Work item – Output, word for word, the stretch of the snakebite story from "I had barely" through "a human chest?".

Document segment –
========

How to cite this URL:
Passi GR. The Last Bouquet. Indian Pediatr Case Rep [serial online] 2023 [cited 2023 Jun 3];3:132. Available from: http://www.ipcares.org/text.asp?2023/3/2/132/377512

He peeped up at me sheepishly. Sparkling white teeth flashed in a dimpled smile. “This is for you,” he said giving me a bucket full of water. Sunlight glinted off the silvery scales of shiny fish swimming insouciantly inside. Two weeks ago when he had rushed into my room, with tattooed arms and long flying hair, he had looked positively menacing as he shouted “Doctor! Save my brother.”

My heart thudded uncontrollably as I went to examine the body unceremoniously flung on the examination table of the peripheral clinic where I was interning. The patient, a young boy, had been sleeping on the floor of their hut, when he had cried out in pain. His brother awoke to see a cobra slithering away. Now his foot was swollen and ominously red. I struggled to recall memories of long forgotten classes on the management of snake bite. There was something about the pressure immobilization technique having replaced the deadly, but ubiquitous tourniquet. I snatched up a gauze roll and carefully started binding his foot, starting from his toe.

I had barely completed the task when I noticed my patient's eyelids were drooping and he had begun drooling. I cursed silently as I realized that neuromuscular blockage had set in and there was no laryngoscope, endotracheal tube and of course no anti-snake venom! “Ambu bag,” I yelled. Omar, who oversaw the tiny pharmacy rushed to retrieve it, still intact in its virginal packing. My patient was taking shallow breaths and his lips were mauve. I started bagging him sending up silent blessings to the curmudgeonly registrar in anesthesia who had insisted that we master resuscitation. Is there anything more beautiful than the sight of a steady rise and fall of a human chest?

========

Extracted data –
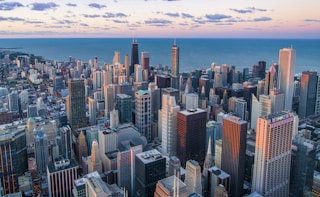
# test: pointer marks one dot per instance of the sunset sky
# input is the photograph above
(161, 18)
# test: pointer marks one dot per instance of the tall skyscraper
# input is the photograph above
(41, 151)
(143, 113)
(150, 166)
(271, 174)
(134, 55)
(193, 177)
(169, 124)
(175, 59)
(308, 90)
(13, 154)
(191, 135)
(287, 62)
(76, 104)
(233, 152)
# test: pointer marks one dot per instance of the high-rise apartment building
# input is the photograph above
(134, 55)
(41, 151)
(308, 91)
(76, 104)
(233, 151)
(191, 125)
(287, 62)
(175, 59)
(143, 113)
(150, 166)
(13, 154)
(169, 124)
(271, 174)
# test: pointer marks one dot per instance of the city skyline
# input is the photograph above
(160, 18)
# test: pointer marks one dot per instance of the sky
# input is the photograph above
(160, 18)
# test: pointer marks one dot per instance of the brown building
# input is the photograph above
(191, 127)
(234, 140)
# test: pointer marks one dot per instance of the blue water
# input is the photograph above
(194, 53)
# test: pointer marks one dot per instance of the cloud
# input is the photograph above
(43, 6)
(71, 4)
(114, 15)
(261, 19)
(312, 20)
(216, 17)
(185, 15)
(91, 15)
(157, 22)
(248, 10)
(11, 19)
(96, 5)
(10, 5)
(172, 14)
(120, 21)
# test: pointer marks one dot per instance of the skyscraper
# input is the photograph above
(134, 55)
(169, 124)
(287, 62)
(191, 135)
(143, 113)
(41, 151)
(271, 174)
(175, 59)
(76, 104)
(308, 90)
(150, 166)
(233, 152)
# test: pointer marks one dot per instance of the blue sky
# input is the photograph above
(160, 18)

========

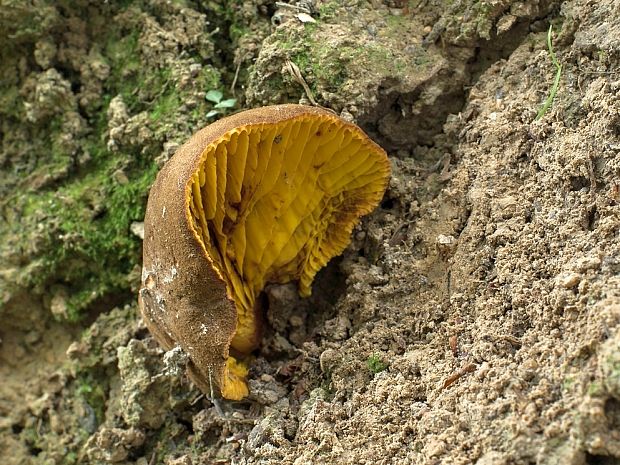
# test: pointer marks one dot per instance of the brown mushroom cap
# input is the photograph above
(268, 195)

========

Answer to this problem –
I had barely completed the task when I noticed my patient's eyelids were drooping and he had begun drooling. I cursed silently as I realized that neuromuscular blockage had set in and there was no laryngoscope, endotracheal tube and of course no anti-snake venom! “Ambu bag,” I yelled. Omar, who oversaw the tiny pharmacy rushed to retrieve it, still intact in its virginal packing. My patient was taking shallow breaths and his lips were mauve. I started bagging him sending up silent blessings to the curmudgeonly registrar in anesthesia who had insisted that we master resuscitation. Is there anything more beautiful than the sight of a steady rise and fall of a human chest?